» **Source excerpt**
────────────────

DEMS TAKE AIM AT FILIBUSTER

Like everything on Capitol Hill, it comes down to the math. That’s why Reid and McConnell carried out these ploys. They had the votes on their side. So they went ahead and executed their plans.

Reid and McConnell both administered their filibuster-related contrivances to boost Presidents Obama and Trump, respectively. So why wouldn’t a Senate majority try to boost a president of their own party by ending the legislative filibuster?

Trump repeatedly browbeat McConnell over the current filibuster rule for legislation. Sixty votes are necessary to terminate a legislative filibuster. A filibuster prevented Trump from scoring a big win two years ago to repeal and replace ObamaCare. At the time, Republicans only held a 51-49 advantage in the Senate. Senate Republicans fretted that eliminating the legislative filibuster could backfire. Democrats would only have to poach the votes of a couple of Republican senators to advance their own legislative priorities – despite GOP Senate control. For instance, a coalition of Republican senators worked with Senate Democrats last year to undercut a Trump administration policy about net neutrality.

────────────────

» **Exercise data**
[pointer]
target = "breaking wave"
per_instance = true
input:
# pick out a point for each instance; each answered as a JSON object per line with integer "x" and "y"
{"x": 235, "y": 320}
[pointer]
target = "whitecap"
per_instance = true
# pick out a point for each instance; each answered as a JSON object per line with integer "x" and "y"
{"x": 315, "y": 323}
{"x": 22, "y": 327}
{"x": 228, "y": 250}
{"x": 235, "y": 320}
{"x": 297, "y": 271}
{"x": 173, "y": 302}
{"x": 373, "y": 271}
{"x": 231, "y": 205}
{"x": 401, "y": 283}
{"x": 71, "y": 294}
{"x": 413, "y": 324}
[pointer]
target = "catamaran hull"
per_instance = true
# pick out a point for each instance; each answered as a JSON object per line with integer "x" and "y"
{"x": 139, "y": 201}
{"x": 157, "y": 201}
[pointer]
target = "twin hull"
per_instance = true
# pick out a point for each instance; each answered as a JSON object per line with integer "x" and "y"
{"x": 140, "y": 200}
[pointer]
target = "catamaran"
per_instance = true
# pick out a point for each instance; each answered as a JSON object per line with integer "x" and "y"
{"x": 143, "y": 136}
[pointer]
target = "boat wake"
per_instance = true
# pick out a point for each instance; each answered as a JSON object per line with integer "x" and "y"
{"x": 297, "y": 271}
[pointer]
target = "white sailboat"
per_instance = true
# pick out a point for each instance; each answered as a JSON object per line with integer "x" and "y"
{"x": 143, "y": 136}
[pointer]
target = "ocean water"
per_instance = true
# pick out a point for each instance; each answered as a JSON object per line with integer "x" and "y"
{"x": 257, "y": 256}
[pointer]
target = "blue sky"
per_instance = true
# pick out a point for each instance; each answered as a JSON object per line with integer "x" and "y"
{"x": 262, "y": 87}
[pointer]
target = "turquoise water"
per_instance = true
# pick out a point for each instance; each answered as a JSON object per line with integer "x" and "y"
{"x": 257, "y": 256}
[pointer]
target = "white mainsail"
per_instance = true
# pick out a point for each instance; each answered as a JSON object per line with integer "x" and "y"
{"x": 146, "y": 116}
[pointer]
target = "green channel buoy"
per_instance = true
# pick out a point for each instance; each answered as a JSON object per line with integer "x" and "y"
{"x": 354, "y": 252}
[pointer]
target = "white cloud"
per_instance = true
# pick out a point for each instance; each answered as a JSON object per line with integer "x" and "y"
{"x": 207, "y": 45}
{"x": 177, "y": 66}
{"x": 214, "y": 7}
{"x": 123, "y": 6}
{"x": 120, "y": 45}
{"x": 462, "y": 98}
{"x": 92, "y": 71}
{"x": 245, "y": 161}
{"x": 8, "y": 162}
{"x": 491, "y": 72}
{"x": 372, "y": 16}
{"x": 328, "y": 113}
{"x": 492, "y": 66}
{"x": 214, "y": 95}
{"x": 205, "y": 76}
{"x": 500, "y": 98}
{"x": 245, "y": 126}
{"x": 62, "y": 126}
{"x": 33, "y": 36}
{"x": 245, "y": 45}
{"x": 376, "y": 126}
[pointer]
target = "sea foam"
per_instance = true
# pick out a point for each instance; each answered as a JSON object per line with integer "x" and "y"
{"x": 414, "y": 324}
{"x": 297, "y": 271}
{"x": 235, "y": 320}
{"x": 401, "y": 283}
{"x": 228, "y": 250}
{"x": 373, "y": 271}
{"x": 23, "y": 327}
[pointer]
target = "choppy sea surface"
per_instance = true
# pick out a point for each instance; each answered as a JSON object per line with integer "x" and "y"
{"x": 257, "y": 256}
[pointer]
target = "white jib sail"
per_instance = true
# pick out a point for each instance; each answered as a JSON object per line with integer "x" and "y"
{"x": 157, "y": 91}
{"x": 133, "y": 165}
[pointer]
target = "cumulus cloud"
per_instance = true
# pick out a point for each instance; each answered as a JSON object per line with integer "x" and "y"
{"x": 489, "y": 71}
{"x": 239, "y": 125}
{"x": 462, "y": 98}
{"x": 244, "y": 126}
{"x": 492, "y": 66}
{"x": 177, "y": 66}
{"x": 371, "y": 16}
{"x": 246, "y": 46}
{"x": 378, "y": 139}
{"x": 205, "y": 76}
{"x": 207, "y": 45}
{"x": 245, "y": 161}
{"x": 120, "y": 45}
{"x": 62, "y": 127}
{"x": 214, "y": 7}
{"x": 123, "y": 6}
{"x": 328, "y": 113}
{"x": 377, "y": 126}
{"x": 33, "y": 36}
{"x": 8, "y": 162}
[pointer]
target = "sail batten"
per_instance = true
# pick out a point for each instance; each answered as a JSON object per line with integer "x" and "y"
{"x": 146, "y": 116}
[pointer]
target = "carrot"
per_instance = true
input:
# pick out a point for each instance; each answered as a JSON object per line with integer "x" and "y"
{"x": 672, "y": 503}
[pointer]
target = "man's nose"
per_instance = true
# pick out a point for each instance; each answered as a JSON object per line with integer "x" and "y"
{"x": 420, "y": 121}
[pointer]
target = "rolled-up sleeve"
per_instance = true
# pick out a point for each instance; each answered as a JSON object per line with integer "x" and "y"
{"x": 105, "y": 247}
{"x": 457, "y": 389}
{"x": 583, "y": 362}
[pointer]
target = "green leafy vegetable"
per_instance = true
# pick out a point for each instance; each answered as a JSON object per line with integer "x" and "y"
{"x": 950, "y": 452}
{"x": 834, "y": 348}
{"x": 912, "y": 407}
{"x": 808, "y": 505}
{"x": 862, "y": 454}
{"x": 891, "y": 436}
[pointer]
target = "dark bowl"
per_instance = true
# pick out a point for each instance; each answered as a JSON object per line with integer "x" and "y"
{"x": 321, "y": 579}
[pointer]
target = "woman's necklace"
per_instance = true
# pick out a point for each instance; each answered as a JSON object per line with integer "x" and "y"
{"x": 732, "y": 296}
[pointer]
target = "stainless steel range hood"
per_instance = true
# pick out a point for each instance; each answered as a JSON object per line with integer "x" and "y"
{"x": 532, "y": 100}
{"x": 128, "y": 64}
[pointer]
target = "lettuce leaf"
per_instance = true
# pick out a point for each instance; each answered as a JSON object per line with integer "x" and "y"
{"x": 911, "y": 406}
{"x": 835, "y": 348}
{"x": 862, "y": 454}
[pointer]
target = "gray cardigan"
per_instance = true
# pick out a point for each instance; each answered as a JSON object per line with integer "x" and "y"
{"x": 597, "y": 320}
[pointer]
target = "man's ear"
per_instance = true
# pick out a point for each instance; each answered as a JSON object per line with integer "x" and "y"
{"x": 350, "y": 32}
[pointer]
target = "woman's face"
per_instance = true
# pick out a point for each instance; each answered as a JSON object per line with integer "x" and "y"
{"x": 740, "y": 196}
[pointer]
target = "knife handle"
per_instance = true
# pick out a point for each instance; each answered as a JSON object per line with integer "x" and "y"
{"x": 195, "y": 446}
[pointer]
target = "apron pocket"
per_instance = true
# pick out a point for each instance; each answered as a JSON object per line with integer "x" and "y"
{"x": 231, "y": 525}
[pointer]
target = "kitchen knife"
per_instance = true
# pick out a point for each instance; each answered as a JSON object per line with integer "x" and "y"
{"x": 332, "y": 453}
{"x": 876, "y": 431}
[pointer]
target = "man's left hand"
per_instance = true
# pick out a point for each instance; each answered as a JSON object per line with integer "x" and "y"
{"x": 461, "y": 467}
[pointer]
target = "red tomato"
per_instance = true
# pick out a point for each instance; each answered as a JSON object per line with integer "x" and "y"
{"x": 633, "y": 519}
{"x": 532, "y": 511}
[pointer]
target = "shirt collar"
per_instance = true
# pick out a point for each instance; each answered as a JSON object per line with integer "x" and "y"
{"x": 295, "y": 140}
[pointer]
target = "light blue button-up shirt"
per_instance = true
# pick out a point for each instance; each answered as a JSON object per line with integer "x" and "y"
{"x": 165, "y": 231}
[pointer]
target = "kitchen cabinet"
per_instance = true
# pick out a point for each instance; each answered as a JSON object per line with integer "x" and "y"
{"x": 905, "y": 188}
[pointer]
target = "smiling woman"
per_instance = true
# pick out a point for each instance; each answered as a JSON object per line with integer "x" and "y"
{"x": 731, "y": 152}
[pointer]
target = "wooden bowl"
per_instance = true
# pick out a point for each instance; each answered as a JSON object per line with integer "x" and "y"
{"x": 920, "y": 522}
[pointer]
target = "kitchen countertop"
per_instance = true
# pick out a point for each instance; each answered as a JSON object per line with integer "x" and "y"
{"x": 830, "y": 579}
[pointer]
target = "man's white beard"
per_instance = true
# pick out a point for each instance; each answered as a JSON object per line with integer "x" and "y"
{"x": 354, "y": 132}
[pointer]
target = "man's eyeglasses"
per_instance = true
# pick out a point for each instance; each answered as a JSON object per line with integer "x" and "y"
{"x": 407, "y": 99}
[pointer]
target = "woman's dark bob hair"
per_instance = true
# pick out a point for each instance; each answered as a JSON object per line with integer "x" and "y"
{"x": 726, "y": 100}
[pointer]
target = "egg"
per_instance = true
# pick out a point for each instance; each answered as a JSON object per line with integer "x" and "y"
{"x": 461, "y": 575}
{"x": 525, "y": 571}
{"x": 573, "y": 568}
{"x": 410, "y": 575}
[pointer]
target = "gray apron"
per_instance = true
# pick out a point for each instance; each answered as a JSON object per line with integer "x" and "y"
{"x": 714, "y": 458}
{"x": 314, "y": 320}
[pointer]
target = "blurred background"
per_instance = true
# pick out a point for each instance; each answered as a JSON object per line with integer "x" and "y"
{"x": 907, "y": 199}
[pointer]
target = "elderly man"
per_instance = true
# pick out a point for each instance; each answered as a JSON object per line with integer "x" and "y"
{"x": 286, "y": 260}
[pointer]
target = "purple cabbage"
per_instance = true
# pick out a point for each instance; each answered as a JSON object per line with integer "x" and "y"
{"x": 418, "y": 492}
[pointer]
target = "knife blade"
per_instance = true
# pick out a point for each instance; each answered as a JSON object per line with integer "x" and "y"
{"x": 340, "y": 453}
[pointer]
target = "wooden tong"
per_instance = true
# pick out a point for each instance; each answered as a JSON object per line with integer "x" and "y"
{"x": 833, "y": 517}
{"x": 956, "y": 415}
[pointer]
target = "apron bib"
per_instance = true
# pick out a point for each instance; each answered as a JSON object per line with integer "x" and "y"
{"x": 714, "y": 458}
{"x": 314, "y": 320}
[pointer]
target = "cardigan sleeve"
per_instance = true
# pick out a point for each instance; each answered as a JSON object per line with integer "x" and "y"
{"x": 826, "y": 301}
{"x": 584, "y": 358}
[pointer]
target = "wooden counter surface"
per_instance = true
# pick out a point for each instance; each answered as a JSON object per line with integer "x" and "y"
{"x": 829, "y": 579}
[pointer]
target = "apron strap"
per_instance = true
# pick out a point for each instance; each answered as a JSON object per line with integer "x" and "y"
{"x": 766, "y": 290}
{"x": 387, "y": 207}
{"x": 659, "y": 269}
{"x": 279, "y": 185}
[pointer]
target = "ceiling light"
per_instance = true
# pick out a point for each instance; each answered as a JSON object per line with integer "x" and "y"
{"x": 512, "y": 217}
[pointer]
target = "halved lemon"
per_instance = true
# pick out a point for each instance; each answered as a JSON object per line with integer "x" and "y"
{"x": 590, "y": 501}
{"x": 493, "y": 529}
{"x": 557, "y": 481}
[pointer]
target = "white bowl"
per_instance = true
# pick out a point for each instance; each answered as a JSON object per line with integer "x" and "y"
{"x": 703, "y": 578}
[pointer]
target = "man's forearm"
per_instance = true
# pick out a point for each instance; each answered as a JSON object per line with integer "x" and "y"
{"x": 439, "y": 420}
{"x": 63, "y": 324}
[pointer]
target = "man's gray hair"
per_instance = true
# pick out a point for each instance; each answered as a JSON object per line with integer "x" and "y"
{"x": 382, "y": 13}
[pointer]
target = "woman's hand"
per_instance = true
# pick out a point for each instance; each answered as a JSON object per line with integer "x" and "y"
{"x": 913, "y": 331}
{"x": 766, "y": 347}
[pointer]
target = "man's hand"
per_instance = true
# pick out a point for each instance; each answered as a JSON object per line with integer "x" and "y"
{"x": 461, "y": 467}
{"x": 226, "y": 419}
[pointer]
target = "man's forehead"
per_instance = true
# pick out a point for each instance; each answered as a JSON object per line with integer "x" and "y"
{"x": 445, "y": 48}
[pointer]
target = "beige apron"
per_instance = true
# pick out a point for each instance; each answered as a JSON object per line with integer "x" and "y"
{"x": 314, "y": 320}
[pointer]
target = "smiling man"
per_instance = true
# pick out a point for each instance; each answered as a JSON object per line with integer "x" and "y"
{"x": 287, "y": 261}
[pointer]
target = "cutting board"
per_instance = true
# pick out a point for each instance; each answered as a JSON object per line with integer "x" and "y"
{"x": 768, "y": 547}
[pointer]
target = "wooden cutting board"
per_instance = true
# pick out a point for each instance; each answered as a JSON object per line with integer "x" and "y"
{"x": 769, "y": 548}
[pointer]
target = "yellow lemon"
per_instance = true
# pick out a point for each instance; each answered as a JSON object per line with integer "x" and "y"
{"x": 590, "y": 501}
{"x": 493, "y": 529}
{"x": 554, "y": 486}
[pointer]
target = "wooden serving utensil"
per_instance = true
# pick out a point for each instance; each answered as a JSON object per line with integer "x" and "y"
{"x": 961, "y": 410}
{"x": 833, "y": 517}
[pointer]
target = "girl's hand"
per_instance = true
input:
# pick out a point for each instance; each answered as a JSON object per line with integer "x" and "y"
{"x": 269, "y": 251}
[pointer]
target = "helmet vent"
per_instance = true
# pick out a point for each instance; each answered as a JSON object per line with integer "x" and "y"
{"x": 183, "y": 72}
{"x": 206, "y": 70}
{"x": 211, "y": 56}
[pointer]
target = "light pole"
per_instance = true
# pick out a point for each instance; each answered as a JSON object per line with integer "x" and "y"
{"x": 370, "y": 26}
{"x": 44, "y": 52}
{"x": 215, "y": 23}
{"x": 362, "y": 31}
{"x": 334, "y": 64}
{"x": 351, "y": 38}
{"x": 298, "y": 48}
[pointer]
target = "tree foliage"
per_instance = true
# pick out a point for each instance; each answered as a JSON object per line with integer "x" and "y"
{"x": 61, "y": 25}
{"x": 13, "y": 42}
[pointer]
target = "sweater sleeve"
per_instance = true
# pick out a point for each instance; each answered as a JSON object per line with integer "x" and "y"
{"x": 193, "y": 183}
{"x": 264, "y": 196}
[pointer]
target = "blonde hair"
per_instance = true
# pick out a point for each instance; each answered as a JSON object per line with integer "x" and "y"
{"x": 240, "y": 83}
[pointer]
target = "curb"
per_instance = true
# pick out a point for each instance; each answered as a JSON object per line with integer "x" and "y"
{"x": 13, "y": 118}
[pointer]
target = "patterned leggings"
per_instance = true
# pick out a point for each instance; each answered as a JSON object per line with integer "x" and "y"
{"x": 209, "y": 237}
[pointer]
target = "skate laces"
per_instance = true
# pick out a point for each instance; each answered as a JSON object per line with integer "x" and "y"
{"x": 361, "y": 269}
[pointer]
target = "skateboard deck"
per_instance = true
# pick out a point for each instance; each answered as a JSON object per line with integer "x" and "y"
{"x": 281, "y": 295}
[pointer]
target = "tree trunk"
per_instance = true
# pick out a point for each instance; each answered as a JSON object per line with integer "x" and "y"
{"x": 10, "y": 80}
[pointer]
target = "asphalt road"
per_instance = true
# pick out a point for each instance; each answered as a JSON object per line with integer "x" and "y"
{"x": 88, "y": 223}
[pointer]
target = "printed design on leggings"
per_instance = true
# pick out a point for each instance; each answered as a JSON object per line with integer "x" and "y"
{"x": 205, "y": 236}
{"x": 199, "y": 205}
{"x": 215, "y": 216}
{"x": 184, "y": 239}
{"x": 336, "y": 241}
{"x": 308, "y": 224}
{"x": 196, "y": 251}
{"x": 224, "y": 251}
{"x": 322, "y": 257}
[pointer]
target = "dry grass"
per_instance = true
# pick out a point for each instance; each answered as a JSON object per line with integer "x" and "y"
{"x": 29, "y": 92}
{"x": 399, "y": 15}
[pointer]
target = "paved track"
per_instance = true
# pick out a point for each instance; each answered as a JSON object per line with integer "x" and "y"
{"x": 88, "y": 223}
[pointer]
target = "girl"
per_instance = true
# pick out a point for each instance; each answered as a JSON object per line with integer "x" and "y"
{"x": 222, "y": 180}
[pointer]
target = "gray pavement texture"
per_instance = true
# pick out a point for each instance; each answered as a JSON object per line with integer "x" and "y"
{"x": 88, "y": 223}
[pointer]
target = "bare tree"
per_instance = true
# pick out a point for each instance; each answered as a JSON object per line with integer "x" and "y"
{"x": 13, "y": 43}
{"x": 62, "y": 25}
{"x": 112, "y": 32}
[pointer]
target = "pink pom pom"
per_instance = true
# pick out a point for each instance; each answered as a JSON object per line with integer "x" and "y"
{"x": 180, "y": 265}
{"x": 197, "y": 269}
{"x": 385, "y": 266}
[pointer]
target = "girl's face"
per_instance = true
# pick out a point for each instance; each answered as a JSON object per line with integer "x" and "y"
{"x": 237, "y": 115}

────────────────

» **Problem A**
Please translate this sentence from the filibuster excerpt into Spanish: "Sixty votes are necessary to terminate a legislative filibuster."
» **Problem B**
Gather every line of the listing that contains the string "green". Case counts.

» **Full answer A**
Se necesitan sesenta votos para poner fin a una obstrucción parlamentaria legislativa.

» **Full answer B**
target = "green channel buoy"
target = "green leafy vegetable"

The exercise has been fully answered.